_Directions for this task_
Every entry is to be set down a second time, precisely as written.

Data extracted from a collection

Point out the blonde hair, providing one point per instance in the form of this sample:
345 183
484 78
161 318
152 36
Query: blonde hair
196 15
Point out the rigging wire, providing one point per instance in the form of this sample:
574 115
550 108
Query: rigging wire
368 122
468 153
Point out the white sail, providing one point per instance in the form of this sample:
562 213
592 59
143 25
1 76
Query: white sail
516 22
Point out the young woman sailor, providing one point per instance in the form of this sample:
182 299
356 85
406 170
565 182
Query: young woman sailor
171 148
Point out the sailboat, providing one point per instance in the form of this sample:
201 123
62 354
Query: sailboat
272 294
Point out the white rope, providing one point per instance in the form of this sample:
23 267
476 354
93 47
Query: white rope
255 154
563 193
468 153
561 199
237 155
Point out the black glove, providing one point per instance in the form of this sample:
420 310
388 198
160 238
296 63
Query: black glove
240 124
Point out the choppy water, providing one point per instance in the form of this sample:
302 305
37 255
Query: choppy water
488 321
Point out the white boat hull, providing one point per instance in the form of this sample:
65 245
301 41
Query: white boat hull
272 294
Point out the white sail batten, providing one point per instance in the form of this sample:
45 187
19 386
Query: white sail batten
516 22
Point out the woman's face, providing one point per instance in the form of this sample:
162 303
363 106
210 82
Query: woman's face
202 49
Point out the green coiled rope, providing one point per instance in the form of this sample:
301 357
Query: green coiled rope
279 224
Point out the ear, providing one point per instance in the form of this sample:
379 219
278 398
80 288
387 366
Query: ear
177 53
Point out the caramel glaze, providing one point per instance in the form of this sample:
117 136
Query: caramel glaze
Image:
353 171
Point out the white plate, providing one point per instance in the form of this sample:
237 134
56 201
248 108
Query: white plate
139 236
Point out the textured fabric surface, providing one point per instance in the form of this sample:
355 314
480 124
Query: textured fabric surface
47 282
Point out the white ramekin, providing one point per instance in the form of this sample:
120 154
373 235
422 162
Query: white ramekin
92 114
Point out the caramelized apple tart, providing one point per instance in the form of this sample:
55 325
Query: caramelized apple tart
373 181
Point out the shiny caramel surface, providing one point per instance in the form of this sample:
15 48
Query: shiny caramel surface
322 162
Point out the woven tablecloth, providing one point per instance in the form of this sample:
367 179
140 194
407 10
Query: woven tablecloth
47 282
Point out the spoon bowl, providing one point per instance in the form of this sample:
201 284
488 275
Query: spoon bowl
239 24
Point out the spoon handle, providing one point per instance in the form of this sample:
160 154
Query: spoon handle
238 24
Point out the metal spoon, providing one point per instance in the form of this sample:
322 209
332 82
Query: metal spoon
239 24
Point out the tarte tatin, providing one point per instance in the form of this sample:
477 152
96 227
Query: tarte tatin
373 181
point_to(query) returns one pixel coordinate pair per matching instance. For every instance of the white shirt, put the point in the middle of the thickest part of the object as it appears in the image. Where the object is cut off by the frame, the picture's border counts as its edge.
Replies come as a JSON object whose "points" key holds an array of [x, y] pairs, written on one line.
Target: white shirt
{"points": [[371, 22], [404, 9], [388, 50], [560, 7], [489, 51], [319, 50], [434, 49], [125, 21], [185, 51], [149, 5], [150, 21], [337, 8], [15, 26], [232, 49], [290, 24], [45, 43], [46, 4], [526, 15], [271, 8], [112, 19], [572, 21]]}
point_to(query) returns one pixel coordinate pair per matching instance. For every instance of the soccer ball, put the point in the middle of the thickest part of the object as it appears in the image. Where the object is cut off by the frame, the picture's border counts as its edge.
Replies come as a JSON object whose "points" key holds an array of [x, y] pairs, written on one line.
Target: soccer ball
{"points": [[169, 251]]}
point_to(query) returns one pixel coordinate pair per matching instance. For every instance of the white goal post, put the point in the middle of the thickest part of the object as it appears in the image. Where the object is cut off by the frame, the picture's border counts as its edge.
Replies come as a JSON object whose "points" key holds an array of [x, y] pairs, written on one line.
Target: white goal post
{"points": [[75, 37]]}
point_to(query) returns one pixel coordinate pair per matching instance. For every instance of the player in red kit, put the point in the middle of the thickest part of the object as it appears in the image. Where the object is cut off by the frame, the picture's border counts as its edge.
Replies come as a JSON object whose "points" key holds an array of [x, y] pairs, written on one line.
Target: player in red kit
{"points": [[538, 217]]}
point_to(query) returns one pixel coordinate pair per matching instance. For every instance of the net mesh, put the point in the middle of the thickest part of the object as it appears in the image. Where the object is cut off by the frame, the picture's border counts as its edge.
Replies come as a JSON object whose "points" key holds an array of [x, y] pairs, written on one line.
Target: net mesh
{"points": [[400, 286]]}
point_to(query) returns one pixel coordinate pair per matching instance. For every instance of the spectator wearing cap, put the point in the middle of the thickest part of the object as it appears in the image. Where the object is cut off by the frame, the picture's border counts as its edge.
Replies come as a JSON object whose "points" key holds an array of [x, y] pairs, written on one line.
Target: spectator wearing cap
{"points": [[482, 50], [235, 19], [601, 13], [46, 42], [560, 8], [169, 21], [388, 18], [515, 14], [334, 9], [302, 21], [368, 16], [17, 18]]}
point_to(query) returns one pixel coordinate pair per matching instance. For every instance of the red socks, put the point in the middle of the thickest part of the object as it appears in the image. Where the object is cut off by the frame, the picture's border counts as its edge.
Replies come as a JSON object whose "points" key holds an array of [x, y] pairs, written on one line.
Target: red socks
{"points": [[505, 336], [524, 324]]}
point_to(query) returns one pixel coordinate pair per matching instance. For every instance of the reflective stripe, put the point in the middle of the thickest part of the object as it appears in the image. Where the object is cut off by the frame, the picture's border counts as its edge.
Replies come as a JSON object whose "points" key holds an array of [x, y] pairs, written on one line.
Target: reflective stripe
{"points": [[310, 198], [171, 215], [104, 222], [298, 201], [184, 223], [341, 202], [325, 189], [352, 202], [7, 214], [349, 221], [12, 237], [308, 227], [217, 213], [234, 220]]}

_Response to this task_
Point out the blonde hair, providing one point per instance in the form of this sample:
345 183
484 78
161 318
152 36
Query: blonde hair
196 15
Point out the rigging wire, providing one point per instance in the form of this sample:
574 115
550 108
Query: rigging wire
368 122
468 153
Point out the white sail, providing one point per instance in the form of this sample:
562 213
592 59
143 25
1 76
Query: white sail
516 22
Point out the young woman sailor, providing one point per instance in the form of this sample:
182 299
356 85
406 170
565 182
Query: young woman sailor
171 148
Point out the sailboat, providing one point per instance in the form of this sample:
201 123
62 354
Query: sailboat
272 294
Point out the white rope, providing one point per instance in the form of this sample:
23 267
476 354
93 47
Query: white rope
255 154
563 193
468 153
561 199
237 155
Point out the black glove, providing one point per instance in the form of this sample:
420 310
388 198
160 238
296 63
Query: black glove
240 124
Point out the choppy water, providing one point per instance in the form of this sample:
302 305
37 255
Query: choppy water
488 321
Point out the white boat hull, providing one point per instance in the form of this sample:
65 245
301 41
Query: white boat hull
272 294
Point out the white sail batten, providing one point per instance in the form of this sample:
45 187
19 386
Query: white sail batten
516 22
Point out the woman's face, providing one point per instance in the form of this sample:
162 303
363 106
210 82
Query: woman's face
202 49
Point out the green coiled rope, providing one point per instance in the form of this sample:
301 357
Query: green coiled rope
279 224
Point out the ear, providing one point per instance in the form of this sample:
379 219
278 398
80 288
387 366
Query: ear
177 53
Point out the caramel glaze, providing one point per instance in the form of this sample:
117 136
Query: caramel glaze
Image:
353 171
Point out the white plate, providing one point per instance in the form of this sample:
237 134
56 201
248 108
Query: white plate
139 236
Point out the textured fabric surface, providing one point per instance in the form of this sample:
355 314
480 124
Query: textured fabric surface
47 282
Point out the white ramekin, providing one point per instance in the form of this sample:
120 154
373 235
422 162
Query: white ramekin
92 114
Point out the caramelized apple tart, providing one point per instance in the form of this sample:
55 325
Query: caramelized apple tart
373 181
Point out the shiny caramel surface, providing one point per instance in the form of this sample:
15 48
Query: shiny caramel surface
322 162
Point out the woven tablecloth, providing one point per instance in the form of this sample:
367 179
140 194
407 10
Query: woven tablecloth
47 282
Point out the spoon bowl, providing one point per instance in the form of this sample:
201 284
488 275
Query: spoon bowl
239 24
Point out the spoon handle, providing one point per instance in the form of this sample:
160 154
Query: spoon handle
238 24
Point out the metal spoon, providing one point per instance in the form of this sample:
322 209
332 82
Query: metal spoon
239 24
Point out the tarte tatin, providing one point per instance in the form of this sample:
477 152
96 227
Query: tarte tatin
373 181
point_to(query) returns one pixel coordinate pair per matching instance. For every instance of the white shirt, put the point in the middle of the thickest part of the object as it appears in the image. Where the object is cut off by the frame, the picture's border counts as its edge.
Replies come as a JSON object whose "points" key holds an array of [x, y] pairs, written on one line.
Target: white shirt
{"points": [[371, 22], [404, 9], [388, 50], [560, 7], [489, 51], [319, 50], [434, 49], [125, 21], [185, 51], [149, 5], [150, 21], [337, 8], [15, 26], [232, 49], [290, 24], [45, 43], [46, 4], [526, 15], [271, 8], [112, 19], [572, 21]]}
point_to(query) returns one pixel coordinate pair per matching instance. For every instance of the soccer ball, put the point in the middle of the thickest part of the object as it appears in the image. Where the object is cut off by the frame, the picture's border counts as its edge.
Replies come as a JSON object whose "points" key holds an array of [x, y] pairs, written on one line.
Target: soccer ball
{"points": [[169, 251]]}
point_to(query) returns one pixel coordinate pair per matching instance. For every instance of the white goal post, put the point in the middle of the thickest part of the object as it appears in the image. Where the object is cut off by the frame, the picture's border counts as its edge.
Replies come as a JSON object whose "points" key holds an array of [x, y] pairs, written on one line.
Target: white goal post
{"points": [[75, 37]]}
point_to(query) returns one pixel coordinate pair per matching instance. For every instance of the player in red kit, put the point in the middle of the thickest part of the object as it appears in the image. Where the object is cut off by the frame, the picture's border counts as its edge.
Replies come as a JSON object whose "points" key holds an array of [x, y] pairs, written on one line.
Target: player in red kit
{"points": [[538, 217]]}
point_to(query) returns one pixel coordinate pair per matching instance. For every instance of the net mesh, put the point in the middle of the thickest part of the object as it appears in the image. Where the object is cut off by the frame, the picture's border counts as its edge.
Replies come as a JSON object whose "points" key holds an array of [x, y] pairs, written on one line.
Target: net mesh
{"points": [[400, 286]]}
point_to(query) returns one pixel coordinate pair per matching instance. For every instance of the spectator wearing cap, put the point in the middle of the thickest part of the object as it appears in the image. Where the object is cut off by the frame, the picture's border counts as its edge.
Replies come as a JSON object whose "points" key holds an array of [x, y] pairs, written on one line.
Target: spectator wearing cap
{"points": [[482, 50], [235, 19], [601, 13], [46, 42], [560, 8], [169, 21], [388, 18], [515, 14], [334, 9], [302, 21], [368, 16], [17, 18]]}
point_to(query) returns one pixel coordinate pair per matching instance. For every instance of the red socks, put the point in the middle of the thickest part of the object as it appears in the image. Where the object is cut off by the frame, the picture's border counts as its edge.
Replies come as a JSON object whose "points" key holds an array of [x, y] pairs, written on one line.
Target: red socks
{"points": [[505, 336], [524, 324]]}
point_to(query) returns one pixel coordinate pair per matching instance. For every instance of the reflective stripe, put the point in the middle of the thickest part of the object as it appears in the image. Where the object is cut off by the frame, the picture's border counts as its edge.
Replies come as a JSON object whose "points" key holds an array of [x, y] pairs, written on one line.
Target: reflective stripe
{"points": [[310, 198], [171, 215], [104, 222], [298, 201], [184, 223], [341, 202], [325, 189], [352, 202], [7, 214], [349, 221], [12, 237], [308, 227], [217, 213], [234, 220]]}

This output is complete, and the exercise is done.